### PROBLEM TO SOLVE
Continue the article about football player Juwann Bushell-Beatty below, starting right after its last sentence.

### PAGE TEXT
★ ★ ★
No. 72 – Louisville Kings
- Position: Offensive tackle
- Roster status: Active

Personal information
- Born: June 18, 1996 (age 30) Paramus, New Jersey, U.S.
- Listed height: 6 ft 5 in (1.96 m)
- Listed weight: 341 lb (155 kg)

Career information
- High school: Paramus Catholic (Paramus, New Jersey)
- College: Michigan (2014–2018)
- NFL draft: 2019: undrafted

Career history
- Washington Redskins (2019)*; Dallas Cowboys (2019)*; St. Louis Battlehawks (2020)*; Houston Roughnecks (2020); Carolina Panthers (2020)*; Ottawa Redblacks (2021); Tampa Bay Bandits (2022); St. Louis Battlehawks (2023–2025); Columbus Aviators (2026)*; Louisville Kings (2026–present);
- * Offseason or practice squad member only

Awards and highlights
- UFL champion (2026);

= Juwann Bushell-Beatty =

American gridiron football player (born 1996)

Juwann Nathaniel Bushell-Beatty (born June 18, 1996) is an American professional football offensive tackle for the Louisville Kings of the United Football League (UFL). He played college football at Michigan. He had previous stints with the Washington Redskins, Dallas Cowboys, and Carolina Panthers of the National Football League (NFL), Tampa Bay Bandits of the XFL, and the Ottawa Redblacks of the Canadian Football League (CFL).

== College career ==
Bushell-Beatty played college football for the Michigan Wolverines football team from 2014 to 2018. During his freshman season in 2014 he did not see any action. During his sophomore season in 2015 he played in four games as a reserve offensive lineman. During his junior season in 2016 he appeared in eight games including one start at left tackle. During his senior season in 2017 he appeared in 12 games, including seven starts at right tackle. During his fifth-year senior season in 2018 he started 11 games at right tackle, and earned All-Big Ten honorable mention by both the coaches and media.
★ ★ ★
### PROVIDED DATA

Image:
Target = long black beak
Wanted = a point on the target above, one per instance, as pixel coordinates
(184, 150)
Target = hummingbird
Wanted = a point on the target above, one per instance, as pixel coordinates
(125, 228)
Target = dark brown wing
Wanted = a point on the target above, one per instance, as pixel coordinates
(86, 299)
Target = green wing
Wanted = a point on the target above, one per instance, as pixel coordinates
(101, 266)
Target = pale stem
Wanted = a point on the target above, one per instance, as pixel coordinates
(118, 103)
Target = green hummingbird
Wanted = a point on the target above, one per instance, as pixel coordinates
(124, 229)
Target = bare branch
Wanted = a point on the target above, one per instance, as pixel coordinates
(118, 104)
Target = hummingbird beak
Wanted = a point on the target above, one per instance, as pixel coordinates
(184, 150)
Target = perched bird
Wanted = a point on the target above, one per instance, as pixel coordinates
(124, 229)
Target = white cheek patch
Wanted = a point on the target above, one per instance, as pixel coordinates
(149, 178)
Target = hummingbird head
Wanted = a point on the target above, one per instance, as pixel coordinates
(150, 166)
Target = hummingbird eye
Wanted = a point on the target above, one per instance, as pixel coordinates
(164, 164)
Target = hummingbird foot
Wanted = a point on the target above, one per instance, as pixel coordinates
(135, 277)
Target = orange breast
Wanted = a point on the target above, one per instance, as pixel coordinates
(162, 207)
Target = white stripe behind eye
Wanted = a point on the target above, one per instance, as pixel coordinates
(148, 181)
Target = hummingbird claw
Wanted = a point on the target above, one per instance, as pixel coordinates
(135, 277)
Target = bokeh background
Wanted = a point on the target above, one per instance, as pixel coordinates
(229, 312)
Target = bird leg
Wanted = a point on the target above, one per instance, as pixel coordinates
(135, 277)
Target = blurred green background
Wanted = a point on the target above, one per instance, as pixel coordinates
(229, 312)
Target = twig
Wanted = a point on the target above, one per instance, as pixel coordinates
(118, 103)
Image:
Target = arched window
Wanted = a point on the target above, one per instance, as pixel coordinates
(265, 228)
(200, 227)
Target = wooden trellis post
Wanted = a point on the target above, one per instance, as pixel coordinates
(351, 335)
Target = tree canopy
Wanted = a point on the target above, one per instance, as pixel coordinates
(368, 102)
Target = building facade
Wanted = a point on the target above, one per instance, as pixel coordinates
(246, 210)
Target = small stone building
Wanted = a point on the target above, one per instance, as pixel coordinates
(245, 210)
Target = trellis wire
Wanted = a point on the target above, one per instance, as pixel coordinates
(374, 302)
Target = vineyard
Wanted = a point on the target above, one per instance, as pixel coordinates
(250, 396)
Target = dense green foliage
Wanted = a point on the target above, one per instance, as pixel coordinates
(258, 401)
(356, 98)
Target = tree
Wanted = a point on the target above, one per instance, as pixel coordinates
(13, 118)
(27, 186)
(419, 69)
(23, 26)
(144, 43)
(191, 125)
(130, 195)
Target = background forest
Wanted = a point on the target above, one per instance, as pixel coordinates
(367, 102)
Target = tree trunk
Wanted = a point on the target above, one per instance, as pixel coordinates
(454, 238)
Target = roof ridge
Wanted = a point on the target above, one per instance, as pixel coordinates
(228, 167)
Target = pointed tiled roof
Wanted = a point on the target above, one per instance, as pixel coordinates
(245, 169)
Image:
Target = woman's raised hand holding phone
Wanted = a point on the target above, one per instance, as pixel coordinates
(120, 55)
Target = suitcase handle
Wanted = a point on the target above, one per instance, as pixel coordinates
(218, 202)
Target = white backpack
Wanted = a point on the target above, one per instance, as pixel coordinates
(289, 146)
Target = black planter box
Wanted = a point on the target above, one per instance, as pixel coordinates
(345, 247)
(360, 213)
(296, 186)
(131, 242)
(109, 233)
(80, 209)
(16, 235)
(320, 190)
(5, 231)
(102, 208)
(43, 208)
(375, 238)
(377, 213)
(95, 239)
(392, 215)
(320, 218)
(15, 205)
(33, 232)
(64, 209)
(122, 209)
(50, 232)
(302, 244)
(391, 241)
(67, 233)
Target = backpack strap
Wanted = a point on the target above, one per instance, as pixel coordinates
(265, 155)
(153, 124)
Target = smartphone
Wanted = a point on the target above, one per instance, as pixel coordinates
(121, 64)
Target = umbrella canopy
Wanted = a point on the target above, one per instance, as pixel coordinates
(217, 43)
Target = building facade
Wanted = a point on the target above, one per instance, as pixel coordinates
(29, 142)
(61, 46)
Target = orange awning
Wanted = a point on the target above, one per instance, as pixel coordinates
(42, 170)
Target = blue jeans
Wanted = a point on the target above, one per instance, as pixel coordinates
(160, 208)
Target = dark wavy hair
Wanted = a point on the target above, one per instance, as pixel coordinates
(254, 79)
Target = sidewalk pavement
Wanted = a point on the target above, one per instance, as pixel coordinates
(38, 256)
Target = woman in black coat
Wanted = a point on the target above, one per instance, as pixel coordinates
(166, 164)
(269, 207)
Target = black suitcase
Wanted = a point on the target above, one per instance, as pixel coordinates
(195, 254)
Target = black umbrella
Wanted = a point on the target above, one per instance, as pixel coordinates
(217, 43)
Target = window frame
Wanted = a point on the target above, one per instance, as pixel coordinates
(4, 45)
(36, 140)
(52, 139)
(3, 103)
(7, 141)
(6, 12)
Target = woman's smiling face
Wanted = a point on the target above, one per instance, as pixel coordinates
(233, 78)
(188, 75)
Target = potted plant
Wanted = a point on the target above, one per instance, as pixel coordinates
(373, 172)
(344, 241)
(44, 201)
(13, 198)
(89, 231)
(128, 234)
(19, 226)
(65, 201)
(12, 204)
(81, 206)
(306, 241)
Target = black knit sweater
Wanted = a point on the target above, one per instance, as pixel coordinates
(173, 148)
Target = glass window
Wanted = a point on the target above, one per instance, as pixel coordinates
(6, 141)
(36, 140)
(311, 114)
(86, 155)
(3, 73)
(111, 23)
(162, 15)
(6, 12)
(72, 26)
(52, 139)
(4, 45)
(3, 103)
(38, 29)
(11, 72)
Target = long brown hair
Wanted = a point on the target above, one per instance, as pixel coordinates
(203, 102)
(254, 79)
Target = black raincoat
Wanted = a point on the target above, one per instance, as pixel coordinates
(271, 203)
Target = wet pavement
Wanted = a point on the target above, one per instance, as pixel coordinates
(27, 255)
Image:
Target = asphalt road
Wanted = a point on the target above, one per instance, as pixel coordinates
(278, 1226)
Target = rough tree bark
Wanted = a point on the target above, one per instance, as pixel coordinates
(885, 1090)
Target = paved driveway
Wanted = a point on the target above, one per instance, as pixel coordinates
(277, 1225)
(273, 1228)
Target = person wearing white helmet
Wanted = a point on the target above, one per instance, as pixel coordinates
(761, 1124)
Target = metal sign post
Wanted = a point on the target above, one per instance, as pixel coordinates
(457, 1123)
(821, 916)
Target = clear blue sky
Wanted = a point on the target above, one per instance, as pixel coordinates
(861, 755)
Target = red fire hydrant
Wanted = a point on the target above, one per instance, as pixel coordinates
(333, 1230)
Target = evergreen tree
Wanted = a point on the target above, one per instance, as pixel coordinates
★ ★ ★
### REPLY TO THE EXERCISE
== Professional career ==

Pre-draft measurables
| Height | Weight | Arm length | Hand span | Wingspan | 20-yard shuttle | Three-cone drill | Vertical jump | Broad jump | Bench press |
| 6 ft 5+1⁄2 in (1.97 m) | 315 lb (143 kg) | 33+3⁄4 in (0.86 m) | 9+3⁄4 in (0.25 m) | 6 ft 10 in (2.08 m) | 4.91 s | 8.00 s | 25.5 in (0.65 m) | 7 ft 11 in (2.41 m) | 16 reps |
All values from Pro Day

=== Washington Redskins ===
After going undrafted in the 2019 NFL draft, Bushell-Beatty signed with Washington Redskins as an undrafted free agent on April 30, 2019. He was waived by the Redskins on May 28.

=== Dallas Cowboys ===
On August 7, 2019, Bushell-Beatty was signed by the Dallas Cowboys. He was waived by the Cowboys on August 31.

=== St. Louis Battlehawks ===
Bushell-Beatty was drafted 67th overall by the St. Louis Battlehawks in the 2020 XFL draft. On January 21, 2020, he was traded to the Houston Roughnecks, along with Charles James, in exchange for Robert Nelson. Bushell-Beatty had his contract terminated when the league suspended operations on April 10.

=== Carolina Panthers ===
On May 1, 2020, Bushell-Beatty signed with the Carolina Panthers. He was waived by the Panthers on July 31.

=== Ottawa Redblacks ===
On March 3, 2021, Bushell-Beatty signed with the Ottawa Redblacks of the Canadian Football League (CFL). He dressed for six games during 2021 season but was ultimately not re-signed.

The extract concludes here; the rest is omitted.